> [Texte fourni]:
Et du fait que je suis une femme et que je vis dans ce pays qui a concentré ses désillusions dans les corps de mes semblables, je me suis repassé le film des événements. Je puis affirmer qu’il n’existe pas une femme au Maroc, marocaine ou étrangère, jeune ou moins jeune, célibataire ou mariée, parfois même enceinte, en jupe courte, en robe longue, en jellaba, en jeans, voilée ou pas… qui n’ait pas été exposée à plusieurs reprises à une quelconque forme de harcèlement, parfois avec quelque brutalité qui lui a fait craindre pour sa sécurité. Et donc, toute femme au Maroc, quoi que puissent être sa mise vestimentaire habituelle et son âge, est en mesure de revivre dans sa mémoire ce qui s’est produit pour les deux jeunes femmes d’Inezgane, et peut aussi imaginer que cela aurait pu lui arriver à elle, un jour.
Il existe des personnes qui voudraient nous faire accroire que ce qui s’est passé n’est qu’un événement passager et anodin que certains voudraient amplifier et que d’autres souhaiteraient instrumentaliser à des fins électorales. Ces gens souhaitent nous conduire à penser que les femmes au Maroc n’endurent rien qui puisse menacer leurs libertés, et que le Maroc est cette belle exception que l’on entend un peu partout, que les formes de harcèlement qui se produisent ici et là ne sont pas bien méchantes et qu’elles ne font qu’ « exprimer l’admiration de certains pour la beauté et la grâce de certaines »…
Et puis je reconnais que j’ai été effarée, effrayée, par les commentaires de plusieurs personnes qui affirment que « la police a interpelé les deux jeunes femmes parce qu’elles portaient des jupes plus courtes que nécessaire »… « Que les jupes que portaient ces femmes n’étaient pas comme les autres, mais plus relevées » !... En serait-on arrivés, aujourd’hui, au Maroc, à ce que les gens, la loi, la police et la justice définissent la longueur autorisée de nos jupes et de nos robes, à mesurer le seuil en-deçà duquel ces vêtements deviendraient des « outrages à la pudeur publique » ? Et, si oui, qui décidera de ces critères, et selon quels critères ?

> [Actions à mener]:
A) Résumez en deux phrases le texte sur le harcèlement des femmes au Maroc.
B) Poursuivez le texte sur le harcèlement des femmes au Maroc à partir de l'endroit où il s'arrête.
Les enregistrements proviennent d'une autre source que le texte.

> [Enregistrements conservés]:
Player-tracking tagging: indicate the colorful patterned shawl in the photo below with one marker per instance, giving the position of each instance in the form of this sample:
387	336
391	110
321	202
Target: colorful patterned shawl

> [Les réponses]:
A) Le texte affirme que toute femme au Maroc, quels que soient son âge et sa tenue, a été exposée à plusieurs reprises à une forme de harcèlement et peut donc revivre ce qui est arrivé aux deux jeunes femmes d'Inezgane. Il rejette l'idée que cet événement soit passager et anodin, puis s'effraie des commentaires selon lesquels la police les aurait interpellées pour des jupes trop courtes, en demandant qui fixerait la longueur autorisée des vêtements et selon quels critères.

B)
Je suis une femme, qui aime autant, sinon plus, son pays que ceux qui atténuent la gravité de ce qui s’est produit à Inezgane… je suis une femme qui tente de lire les faits et de les raccorder les uns aux autres… et pour ces raisons, je dis, j’affirme que « non, ce qui s’est produit n’est pas anodin ». Dans le passé, nous nous accommodions plus ou moins de ce type de harcèlement, tout en le condamnant et en nous en plaignant… mais
l’histoire d’Inezgane devient une sorte d’institutionnalisation de ces comportements et une reconnaissance du rôle prééminent de l’homme, des hommes. On pourrait penser aujourd’hui qu’il appartient à tout individu d’agresser toute femme qui passerait à sa portée, au point de mettre en péril sa sécurité… Il ferait ce qu’il entendrait, comme il le voudrait, et s’en irait, l’âme et les sens en paix, pendant que la femme, sa victime, serait poursuivie pour atteinte à la pudeur.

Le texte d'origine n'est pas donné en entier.